▶ _Text excerpt_:
■ ■ ■
New Jersey-based Richard Eisenberg, who started his semi-retirement from journalism in January 2022, divides his time among writing part-time and volunteering, mentoring and experimenting with new challenges he didn’t have time for when he was in full-time work. Eisenberg says he’s “glad to have the extra income”, because the possibility of running out of money is always a back-of-the-mind concern, even though he and his wife have built up solid pension pots. But he’s also keen to keep working for mental stimulation. “I’m not somebody who plays golf,” he says, “so I just felt like if I wasn’t going to be doing some kind of work, I wouldn’t know what to do with myself. And I would get pretty bored, possibly depressed, and I didn’t want that to happen.”
Unhappiness in retirement is a well-documented issue. Silver, of the University of Toronto Scarborough, says retirement can be “an incredibly dissatisfying experience” for those whose personal and work identities are intertwined. She suggests the pandemic offered many people a preview of retirement – being with your partner all day, or alone all day, without the traditional structures of work – and that some people who traditionally would have retired by now realised the lifestyle didn’t appeal to them.
Plus, as flexible work practices increasingly become the norm, it’s become much easier to continue to do some work from a retirement setting – as Annie Llewellyn discovered. She retired 10 years ago, after a career as a university lecturer. “The first year, I really enjoyed it,” she says. “But then I realised, I didn’t have enough money to really support myself.” So, she took on freelance work, such as marking papers and giving lectures. “Now I really enjoy the flexibility of having a retirement income plus a job,” says Llewellyn, who lives between Italy and a shared house in Wales.
Since the pandemic has accelerated the adoption of more flexible working practices, Llewellyn has found it much easier to maintain her unretired lifestyle. “Coronavirus changed the world of homeworking,” she says. “I don’t work full time by any means, I wouldn’t want that, but I think it’s a new stage of life.”
■ ■ ■
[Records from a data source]
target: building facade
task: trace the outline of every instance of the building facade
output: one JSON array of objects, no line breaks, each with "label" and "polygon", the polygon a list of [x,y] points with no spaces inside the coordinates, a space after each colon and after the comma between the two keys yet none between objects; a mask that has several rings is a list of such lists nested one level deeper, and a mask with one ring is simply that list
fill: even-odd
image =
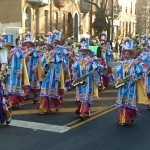
[{"label": "building facade", "polygon": [[[114,20],[117,37],[123,38],[128,34],[136,35],[136,0],[118,0],[118,16]],[[116,21],[116,22],[115,22]]]},{"label": "building facade", "polygon": [[150,33],[150,1],[137,0],[137,33],[149,34]]},{"label": "building facade", "polygon": [[55,29],[64,37],[88,34],[90,4],[84,0],[0,0],[0,32],[35,36]]}]

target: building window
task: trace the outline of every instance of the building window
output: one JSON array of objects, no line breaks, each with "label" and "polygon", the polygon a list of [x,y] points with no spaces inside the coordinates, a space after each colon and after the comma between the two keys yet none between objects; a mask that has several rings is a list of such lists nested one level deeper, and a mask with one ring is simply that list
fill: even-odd
[{"label": "building window", "polygon": [[55,29],[58,29],[58,13],[54,13],[54,27]]},{"label": "building window", "polygon": [[48,10],[45,10],[45,33],[47,33],[48,30]]},{"label": "building window", "polygon": [[25,14],[26,14],[25,29],[27,32],[27,31],[31,31],[31,16],[32,16],[32,14],[31,14],[31,8],[30,7],[26,8]]},{"label": "building window", "polygon": [[131,2],[131,9],[130,9],[130,13],[131,13],[131,14],[132,14],[132,7],[133,7],[133,6],[132,6],[132,2]]}]

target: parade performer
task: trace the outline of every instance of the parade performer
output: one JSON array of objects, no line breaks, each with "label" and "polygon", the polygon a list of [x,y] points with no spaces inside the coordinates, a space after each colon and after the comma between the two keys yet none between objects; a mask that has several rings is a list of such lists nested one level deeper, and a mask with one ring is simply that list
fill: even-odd
[{"label": "parade performer", "polygon": [[146,48],[142,51],[140,56],[142,57],[145,68],[144,83],[146,86],[146,94],[149,99],[149,104],[147,106],[150,108],[150,38],[148,38]]},{"label": "parade performer", "polygon": [[[99,63],[95,63],[95,57],[91,58],[88,45],[84,38],[81,39],[82,57],[80,60],[75,60],[72,66],[73,69],[73,86],[76,86],[76,104],[75,113],[84,119],[90,116],[90,107],[93,103],[92,97],[94,91],[97,92],[100,84],[100,76],[98,74]],[[83,77],[84,76],[84,77]],[[83,78],[82,78],[83,77]],[[97,90],[96,90],[97,89]]]},{"label": "parade performer", "polygon": [[[2,77],[2,75],[0,75]],[[8,101],[4,98],[4,90],[0,80],[0,122],[9,124],[11,121],[12,110]]]},{"label": "parade performer", "polygon": [[112,71],[112,49],[109,42],[106,44],[106,62],[107,62],[107,76],[109,82],[114,81],[114,75]]},{"label": "parade performer", "polygon": [[[143,66],[140,62],[133,59],[136,52],[133,50],[133,40],[126,38],[123,42],[122,54],[125,58],[116,68],[118,97],[116,106],[119,107],[117,121],[120,125],[131,124],[138,115],[138,99],[144,99],[144,86],[141,78]],[[139,88],[142,87],[142,88]],[[138,94],[137,94],[138,93]]]},{"label": "parade performer", "polygon": [[[47,46],[53,43],[47,42]],[[51,46],[50,46],[51,47]],[[64,70],[62,69],[61,54],[57,49],[50,50],[47,58],[47,67],[41,84],[41,100],[39,112],[47,114],[55,108],[56,111],[62,104],[62,89],[64,91]]]},{"label": "parade performer", "polygon": [[[24,88],[29,86],[27,79],[28,75],[25,74],[24,52],[21,47],[16,46],[11,49],[8,54],[8,71],[6,79],[6,99],[11,107],[20,107],[24,100]],[[26,71],[27,72],[27,71]]]},{"label": "parade performer", "polygon": [[22,43],[26,48],[26,64],[30,82],[30,90],[36,97],[40,93],[40,83],[37,76],[37,67],[39,63],[39,52],[34,47],[33,36],[28,32],[25,36],[25,40]]}]

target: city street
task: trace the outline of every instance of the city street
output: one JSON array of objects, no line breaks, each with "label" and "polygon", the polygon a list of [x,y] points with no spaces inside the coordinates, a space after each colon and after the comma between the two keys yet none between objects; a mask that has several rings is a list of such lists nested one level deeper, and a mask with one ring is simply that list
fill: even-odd
[{"label": "city street", "polygon": [[114,83],[94,97],[91,116],[82,121],[74,113],[75,91],[66,93],[62,108],[38,114],[29,100],[13,111],[12,122],[0,129],[1,150],[149,150],[150,111],[139,106],[140,115],[131,126],[116,122]]}]

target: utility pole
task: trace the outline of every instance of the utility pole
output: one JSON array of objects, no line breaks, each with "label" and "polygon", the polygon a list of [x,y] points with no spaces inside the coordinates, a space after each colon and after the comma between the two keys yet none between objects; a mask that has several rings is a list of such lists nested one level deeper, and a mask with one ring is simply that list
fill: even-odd
[{"label": "utility pole", "polygon": [[114,0],[111,0],[111,41],[113,42],[114,33]]},{"label": "utility pole", "polygon": [[92,38],[92,15],[93,15],[93,0],[91,0],[91,9],[90,9],[90,38]]}]

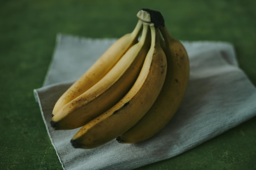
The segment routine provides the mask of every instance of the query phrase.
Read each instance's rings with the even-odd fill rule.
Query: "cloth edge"
[[[63,170],[65,170],[63,163],[62,163],[62,161],[61,161],[61,157],[60,157],[60,156],[59,155],[59,154],[58,154],[58,152],[57,152],[57,149],[56,148],[56,147],[55,147],[55,146],[54,145],[53,141],[52,140],[52,137],[51,136],[51,135],[50,134],[50,132],[49,132],[49,130],[48,128],[48,126],[47,126],[47,124],[46,123],[46,121],[45,120],[45,116],[43,114],[43,109],[42,108],[42,105],[41,105],[41,102],[40,101],[40,100],[39,99],[39,94],[38,93],[38,92],[37,91],[36,89],[34,89],[33,90],[33,92],[34,92],[34,97],[36,99],[36,101],[38,103],[38,104],[39,105],[39,108],[40,109],[40,112],[41,113],[41,115],[42,116],[42,117],[43,118],[43,119],[44,122],[44,124],[45,124],[45,128],[46,129],[46,131],[47,131],[47,134],[48,134],[48,136],[50,139],[50,140],[51,141],[51,143],[52,143],[52,146],[53,146],[54,150],[55,150],[55,152],[56,152],[56,155],[57,155],[57,156],[58,157],[58,159],[59,161],[60,161],[60,163],[61,163],[61,166],[62,167],[62,168]]]

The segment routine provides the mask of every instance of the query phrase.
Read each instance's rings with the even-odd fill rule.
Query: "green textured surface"
[[[57,33],[118,38],[141,8],[159,11],[175,38],[227,41],[256,84],[256,1],[0,1],[0,169],[61,170],[33,89],[40,87]],[[241,90],[243,90],[241,89]],[[256,117],[144,170],[256,169]]]

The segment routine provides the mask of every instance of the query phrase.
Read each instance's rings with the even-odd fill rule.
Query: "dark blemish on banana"
[[[164,66],[161,66],[161,68],[162,68],[162,70],[161,71],[161,73],[162,74],[164,73],[164,70],[165,70],[165,67],[166,66],[166,64],[164,65]]]

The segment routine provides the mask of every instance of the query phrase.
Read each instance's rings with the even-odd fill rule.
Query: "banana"
[[[52,126],[56,130],[81,127],[116,104],[137,78],[150,42],[149,26],[144,24],[139,42],[99,82],[57,112],[52,117]]]
[[[105,75],[127,50],[138,42],[142,26],[142,22],[139,20],[131,33],[124,35],[110,46],[89,69],[61,96],[54,106],[53,115]]]
[[[148,12],[152,12],[147,10]],[[150,22],[149,13],[141,15],[141,19]],[[179,41],[173,39],[164,26],[162,16],[153,12],[151,18],[160,22],[159,29],[165,42],[167,73],[164,84],[152,107],[133,127],[117,138],[121,143],[137,143],[145,141],[160,131],[169,122],[179,108],[185,93],[189,77],[189,61],[186,49]],[[147,16],[145,18],[145,16]]]
[[[82,127],[71,141],[74,147],[94,148],[115,139],[134,126],[154,103],[165,79],[167,62],[159,30],[150,28],[150,48],[134,84],[116,104]]]

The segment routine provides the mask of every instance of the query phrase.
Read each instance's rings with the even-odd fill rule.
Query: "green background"
[[[255,85],[256,2],[1,0],[0,169],[62,169],[33,93],[42,86],[57,33],[119,38],[133,30],[139,9],[158,10],[177,39],[233,43],[241,68]],[[256,169],[255,141],[254,117],[182,154],[138,170]]]

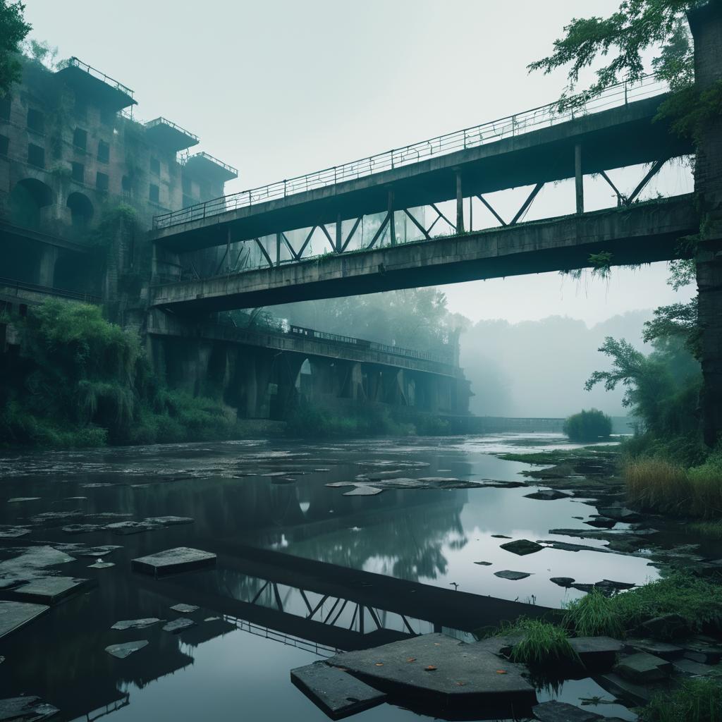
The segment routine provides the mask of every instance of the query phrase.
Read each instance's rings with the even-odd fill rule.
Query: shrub
[[[562,430],[572,441],[596,441],[612,434],[612,419],[597,409],[569,417]]]
[[[722,722],[719,679],[686,679],[671,693],[658,695],[643,708],[640,722]]]

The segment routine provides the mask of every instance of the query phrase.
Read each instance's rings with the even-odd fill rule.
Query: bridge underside
[[[699,230],[691,195],[461,235],[331,255],[157,287],[152,305],[206,313],[375,293],[505,276],[680,256],[679,239]]]

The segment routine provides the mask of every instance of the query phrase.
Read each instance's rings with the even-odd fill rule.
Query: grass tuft
[[[722,682],[687,679],[658,695],[640,712],[640,722],[722,722]]]

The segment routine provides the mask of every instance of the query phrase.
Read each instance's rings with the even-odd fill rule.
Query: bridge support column
[[[58,260],[58,248],[44,245],[40,251],[40,262],[38,271],[38,284],[52,287],[55,282],[55,264]]]
[[[461,193],[461,172],[456,171],[456,232],[464,232],[464,196]]]
[[[577,213],[584,212],[584,175],[582,174],[582,144],[574,147],[574,183],[576,187]]]
[[[722,80],[722,6],[710,2],[688,13],[695,40],[695,82],[703,92]],[[701,396],[705,443],[722,435],[722,118],[708,121],[700,134],[695,163],[699,201],[697,287],[702,331]]]

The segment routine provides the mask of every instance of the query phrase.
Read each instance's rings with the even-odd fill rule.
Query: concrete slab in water
[[[386,695],[326,662],[291,670],[291,682],[334,720],[381,704]]]
[[[147,644],[148,640],[147,639],[140,639],[136,642],[111,644],[109,647],[105,648],[105,651],[108,654],[112,654],[113,656],[117,657],[118,659],[125,659],[129,655],[132,654],[134,652],[137,652],[139,649],[142,649]]]
[[[189,627],[195,626],[196,622],[193,619],[189,619],[187,617],[179,617],[177,619],[173,619],[172,622],[163,625],[163,631],[178,634],[183,630],[187,630]]]
[[[495,572],[494,576],[501,577],[502,579],[510,579],[512,581],[517,581],[519,579],[526,579],[531,575],[527,572],[513,572],[509,569],[503,570],[500,572]]]
[[[49,606],[23,601],[0,601],[0,637],[32,622],[45,614]]]
[[[121,619],[120,622],[116,622],[110,629],[121,630],[121,631],[124,631],[125,630],[142,630],[146,627],[157,625],[160,621],[160,619],[155,617],[148,617],[142,619]]]
[[[158,552],[147,557],[139,557],[131,562],[134,572],[143,572],[160,576],[175,574],[216,565],[216,555],[211,552],[202,552],[189,547],[178,547]]]
[[[521,669],[474,644],[429,634],[373,649],[338,654],[327,660],[371,684],[406,695],[435,697],[441,703],[490,704],[536,701]]]
[[[13,596],[24,601],[55,604],[66,596],[93,586],[90,579],[74,577],[39,577],[12,590]]]
[[[39,697],[11,697],[0,700],[0,720],[40,722],[58,711],[57,707],[41,701]]]

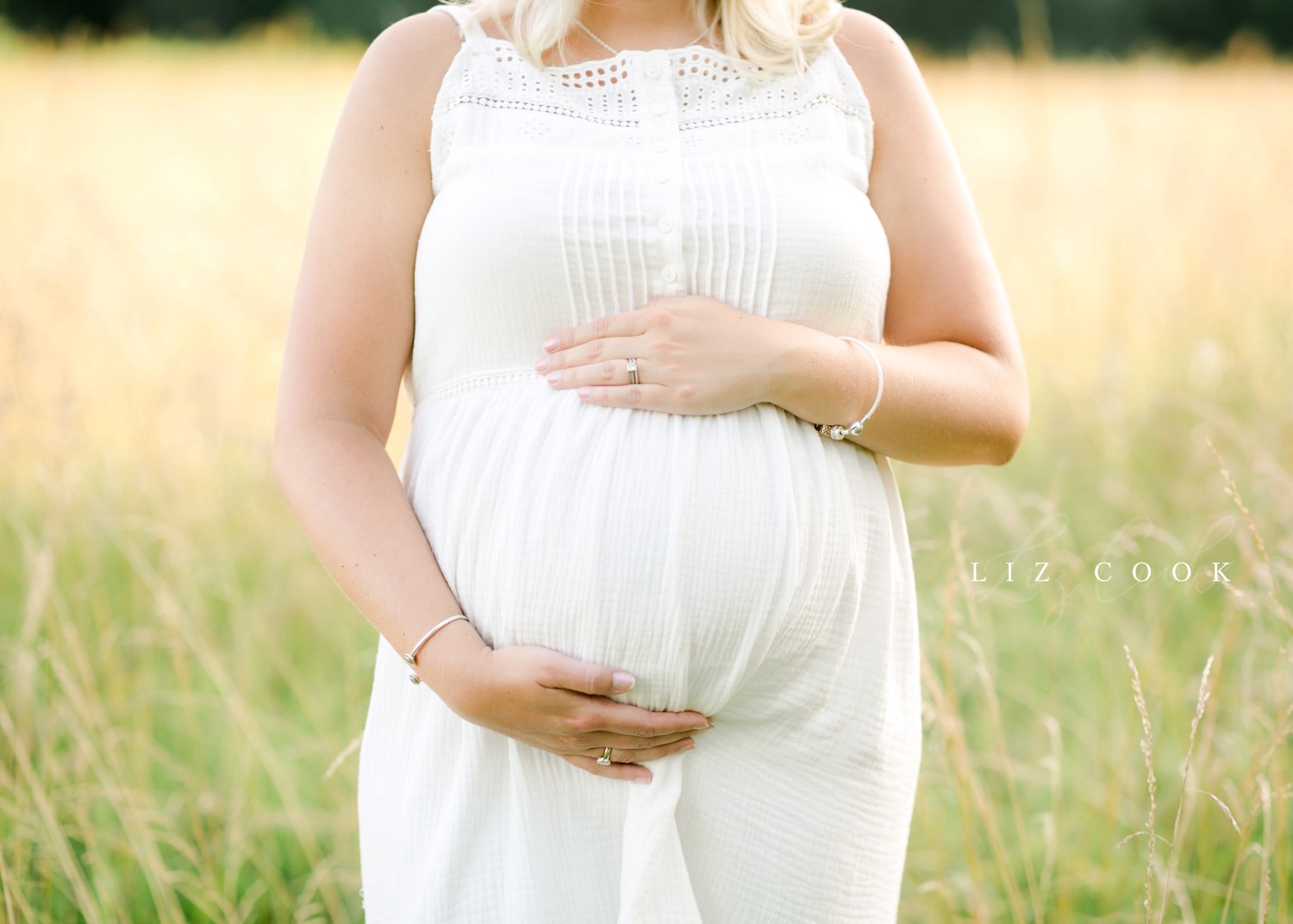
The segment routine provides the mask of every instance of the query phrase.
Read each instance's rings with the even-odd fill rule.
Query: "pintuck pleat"
[[[662,299],[878,341],[865,93],[833,41],[755,81],[702,47],[535,68],[463,39],[418,240],[409,503],[489,645],[627,669],[614,699],[715,728],[650,786],[595,777],[458,716],[379,638],[366,918],[893,921],[921,695],[888,460],[772,403],[606,407],[533,368],[552,333]]]

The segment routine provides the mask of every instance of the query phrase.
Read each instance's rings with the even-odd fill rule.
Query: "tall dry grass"
[[[359,50],[0,52],[8,920],[358,919],[375,636],[269,438]],[[903,918],[1287,923],[1293,67],[926,72],[1033,423],[1005,469],[900,467],[927,725]]]

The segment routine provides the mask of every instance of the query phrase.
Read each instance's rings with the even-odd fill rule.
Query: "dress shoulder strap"
[[[465,28],[463,27],[463,19],[467,18],[468,12],[467,6],[467,4],[460,3],[441,3],[436,4],[431,9],[442,9],[449,13],[449,16],[454,17],[454,19],[458,21],[458,31],[464,39],[487,39],[489,36],[485,35],[485,30],[481,28],[478,22],[472,22]]]

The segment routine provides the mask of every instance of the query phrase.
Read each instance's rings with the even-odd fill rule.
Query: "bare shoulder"
[[[904,98],[926,96],[924,80],[903,36],[871,13],[844,8],[835,44],[862,85],[879,123],[900,118]]]
[[[398,19],[369,44],[350,93],[362,96],[370,111],[422,133],[460,44],[458,23],[443,10]]]

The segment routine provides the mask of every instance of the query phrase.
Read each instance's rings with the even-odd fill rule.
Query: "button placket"
[[[681,146],[678,131],[678,97],[674,88],[672,62],[668,50],[652,52],[643,66],[648,80],[645,121],[652,167],[661,187],[661,212],[656,227],[661,234],[661,260],[654,268],[663,280],[666,295],[683,295],[687,280],[683,274],[683,235],[678,227],[681,191]]]

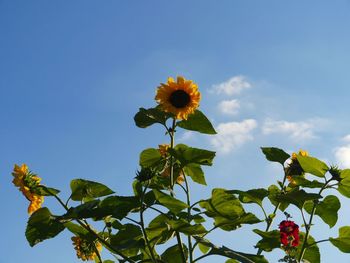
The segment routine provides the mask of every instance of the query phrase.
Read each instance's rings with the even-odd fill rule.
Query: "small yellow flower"
[[[32,214],[36,210],[38,210],[41,207],[43,202],[44,202],[43,196],[33,194],[30,200],[30,204],[28,206],[28,214]]]
[[[304,150],[299,150],[298,154],[301,156],[309,156],[309,153],[307,151],[304,151]],[[292,160],[296,160],[296,159],[297,159],[297,154],[292,153]]]
[[[158,151],[162,157],[166,157],[168,153],[168,149],[170,148],[169,144],[159,144],[158,145]]]
[[[309,156],[309,153],[304,150],[299,150],[298,154],[297,153],[292,153],[292,161],[287,167],[287,180],[290,183],[290,186],[294,187],[296,186],[296,181],[294,180],[294,176],[301,176],[304,173],[303,168],[300,166],[300,163],[298,162],[297,156]]]
[[[74,249],[77,252],[77,257],[83,261],[94,260],[97,256],[95,248],[100,252],[102,245],[98,241],[89,242],[78,236],[71,238]]]
[[[198,108],[201,94],[192,80],[179,76],[175,82],[169,77],[166,84],[158,87],[155,99],[165,112],[173,113],[176,119],[187,120]]]
[[[44,202],[44,197],[34,193],[34,188],[39,186],[41,178],[32,174],[26,164],[13,168],[13,184],[18,187],[19,191],[30,201],[28,213],[32,214],[38,210]]]

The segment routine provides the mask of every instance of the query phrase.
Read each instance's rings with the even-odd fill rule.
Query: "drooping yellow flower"
[[[170,145],[169,144],[159,144],[158,147],[159,147],[158,151],[159,151],[160,155],[162,157],[166,157]]]
[[[41,178],[32,174],[26,164],[22,164],[22,166],[15,164],[12,175],[14,177],[12,180],[13,184],[30,201],[28,213],[34,213],[44,202],[44,197],[34,192],[34,188],[39,186]]]
[[[94,260],[97,256],[95,248],[100,252],[102,245],[98,241],[89,242],[81,237],[74,236],[71,238],[77,257],[83,261]]]
[[[309,156],[309,153],[304,150],[299,150],[298,152],[301,156]],[[297,153],[292,153],[292,161],[288,165],[288,168],[286,170],[287,172],[287,180],[290,183],[290,186],[296,186],[296,181],[294,180],[294,176],[301,176],[304,173],[303,168],[300,166],[300,163],[298,162]]]
[[[304,150],[299,150],[298,154],[301,156],[309,156],[309,153],[307,151],[304,151]],[[297,154],[292,153],[292,160],[296,160],[296,159],[297,159]]]
[[[158,87],[155,99],[165,112],[173,113],[176,119],[187,120],[198,108],[201,94],[192,80],[179,76],[175,82],[169,77],[166,84]]]

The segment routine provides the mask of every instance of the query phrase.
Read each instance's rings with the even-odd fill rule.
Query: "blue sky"
[[[281,171],[260,146],[303,148],[350,167],[349,26],[345,0],[0,0],[0,262],[79,262],[68,233],[29,247],[28,204],[12,186],[13,165],[27,163],[63,197],[80,177],[131,194],[139,152],[167,142],[160,127],[138,129],[133,116],[154,105],[168,76],[199,85],[201,109],[219,131],[179,134],[218,151],[196,199],[212,187],[273,183]],[[349,204],[336,227],[312,234],[335,237],[350,225]],[[240,230],[212,238],[254,252],[257,237]],[[322,262],[349,258],[330,244],[320,248]],[[282,255],[272,254],[271,262]]]

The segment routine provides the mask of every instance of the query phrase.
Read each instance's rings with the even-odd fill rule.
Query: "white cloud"
[[[298,122],[267,119],[263,124],[262,132],[266,135],[287,134],[289,138],[294,140],[308,140],[316,138],[315,130],[322,129],[326,122],[326,120],[320,118]]]
[[[344,136],[344,137],[343,137],[343,141],[344,141],[344,142],[350,143],[350,134]]]
[[[217,94],[226,94],[228,96],[240,94],[242,90],[251,88],[251,84],[244,76],[234,76],[229,80],[213,85],[211,91]]]
[[[224,114],[235,115],[238,113],[241,104],[238,100],[223,100],[219,103],[218,108]]]
[[[217,135],[211,139],[214,148],[223,154],[230,153],[247,141],[253,140],[252,131],[257,127],[256,120],[220,123],[216,127]]]
[[[337,147],[334,149],[334,156],[341,168],[349,168],[350,167],[350,134],[344,136],[342,141],[345,142],[346,145],[341,147]]]
[[[335,159],[341,168],[350,167],[350,144],[335,149]]]

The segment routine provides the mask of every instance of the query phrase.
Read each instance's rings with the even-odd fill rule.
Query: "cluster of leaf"
[[[168,122],[173,120],[173,116],[159,107],[141,108],[134,119],[141,128],[160,124],[171,136],[174,136],[177,128],[204,134],[216,133],[199,110],[187,120],[176,123],[173,121],[172,126],[168,126]],[[207,256],[219,255],[225,257],[227,263],[264,263],[268,261],[261,255],[263,251],[283,249],[279,231],[270,231],[277,212],[283,212],[289,205],[294,205],[302,213],[310,214],[311,220],[305,221],[306,231],[300,235],[300,245],[288,257],[299,260],[302,255],[305,262],[320,262],[317,241],[310,235],[312,217],[319,216],[330,227],[336,224],[340,202],[337,196],[324,193],[328,189],[337,189],[340,194],[350,197],[350,170],[330,168],[316,158],[298,155],[297,161],[303,173],[294,175],[293,183],[286,184],[286,161],[290,159],[290,155],[278,148],[262,148],[262,151],[268,160],[282,165],[285,171],[283,181],[268,189],[242,191],[216,188],[205,200],[190,200],[189,185],[206,185],[202,167],[212,165],[215,152],[184,144],[171,147],[167,156],[161,155],[156,148],[143,150],[140,154],[140,171],[130,196],[115,195],[101,183],[75,179],[70,185],[70,198],[63,202],[58,197],[57,190],[44,187],[42,194],[54,196],[66,212],[53,215],[44,207],[33,213],[27,225],[27,240],[34,246],[67,229],[85,240],[97,240],[114,255],[113,260],[117,262],[192,263]],[[168,168],[172,170],[173,182],[170,176],[162,175]],[[180,175],[184,175],[185,182],[175,184]],[[309,180],[310,175],[319,180]],[[185,201],[178,198],[181,195],[177,191],[184,193]],[[77,205],[69,206],[70,200],[78,202]],[[269,215],[265,213],[265,201],[270,203],[269,207],[275,207],[274,212]],[[265,218],[259,219],[255,214],[247,212],[245,206],[249,204],[260,207]],[[303,218],[305,219],[304,214]],[[103,223],[101,230],[90,226],[95,221]],[[216,229],[234,231],[246,224],[263,222],[266,223],[265,231],[254,230],[261,237],[256,244],[259,251],[255,253],[218,246],[207,237]],[[209,229],[208,225],[211,226]],[[307,241],[304,242],[305,239]],[[342,252],[349,253],[350,227],[340,228],[339,237],[329,238],[329,241]],[[100,262],[97,257],[95,260]]]

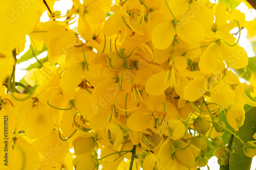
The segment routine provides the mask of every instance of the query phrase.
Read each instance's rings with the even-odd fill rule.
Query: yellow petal
[[[152,75],[146,83],[146,92],[149,94],[159,95],[170,86],[170,82],[166,76],[167,71],[163,71]]]
[[[236,104],[232,106],[226,114],[228,124],[236,131],[244,124],[245,114],[243,106],[240,104]]]
[[[228,106],[234,103],[234,91],[230,88],[227,84],[224,84],[223,87],[219,88],[219,90],[217,93],[214,91],[210,92],[211,96],[215,103],[223,107]]]
[[[181,123],[178,125],[174,129],[172,134],[172,139],[174,140],[177,140],[180,139],[185,134],[186,128],[185,125]]]
[[[224,42],[221,43],[220,51],[222,59],[229,63],[229,67],[239,69],[245,67],[248,64],[247,53],[242,47],[237,45],[229,46]]]
[[[190,102],[194,102],[206,92],[204,89],[204,81],[205,78],[204,76],[198,76],[189,82],[184,89],[184,98]]]
[[[158,49],[164,50],[170,45],[175,35],[172,23],[164,23],[156,26],[152,33],[152,43]]]
[[[49,134],[54,127],[47,108],[39,102],[29,111],[24,130],[30,139],[40,138]]]
[[[106,36],[112,36],[118,31],[118,25],[116,22],[116,15],[113,15],[104,23],[103,31]]]
[[[132,114],[127,120],[127,126],[135,131],[141,131],[151,127],[151,115],[144,115],[139,112]]]
[[[92,37],[92,30],[88,22],[82,16],[79,16],[77,31],[81,37],[86,41],[89,40]]]
[[[75,108],[83,117],[94,116],[99,110],[99,106],[91,95],[83,93],[75,99]]]
[[[62,89],[66,91],[74,90],[81,82],[82,74],[82,65],[81,63],[71,65],[67,68],[60,79]]]
[[[216,68],[220,57],[219,48],[217,43],[211,43],[200,56],[198,64],[200,71],[204,74],[210,74]]]
[[[188,22],[178,22],[176,32],[181,39],[188,43],[202,41],[204,39],[205,34],[201,23],[193,19]]]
■ ■ ■
▶ _Required work_:
**1)** In the text about working in retirement, when did Richard Eisenberg begin his semi-retirement from journalism?
**2)** Extend the text about working in retirement by writing on from its final sentence.
These records were taken from a separate source and are unrelated to the text about working in retirement.

▶ _Replies_:
**1)** He began it in January 2022.

**2)**
A natural progression?
If current cost-of-living concerns ease, it’s possible that some older workers will no longer feel the need to be employed past retirement. But general trends – we’re living and working longer, and many of us aren’t saving adequate pension pots – suggest that ‘retirement’, for many, will include working in some form.
The shift to flexible work, however, could benefit both today’s retirees and also the younger workers lamented as the generations who will never be able to afford to retire. Before, the wealth gap between boomers and later generations might have meant many people toiling away at their desks well into their 70s.
But flexible working offers a new option – a different version of the beachy retirement fantasy. Last week, Llewellyn took a weekend trip to Corfu with a friend. “I was working for a few hours, but I was swimming, too,” she says.
This flexible version of retirement won’t be available to everyone, but it is an indicator of how the concept itself can and should evolve. “I think it’s really important to recognise that retirement is just a phase that was invented, it’s not a natural progression or an essential stage of life,” says Silver. “I think that now, lots more people will questions what it means, and whether it is really a life goal for everyone.”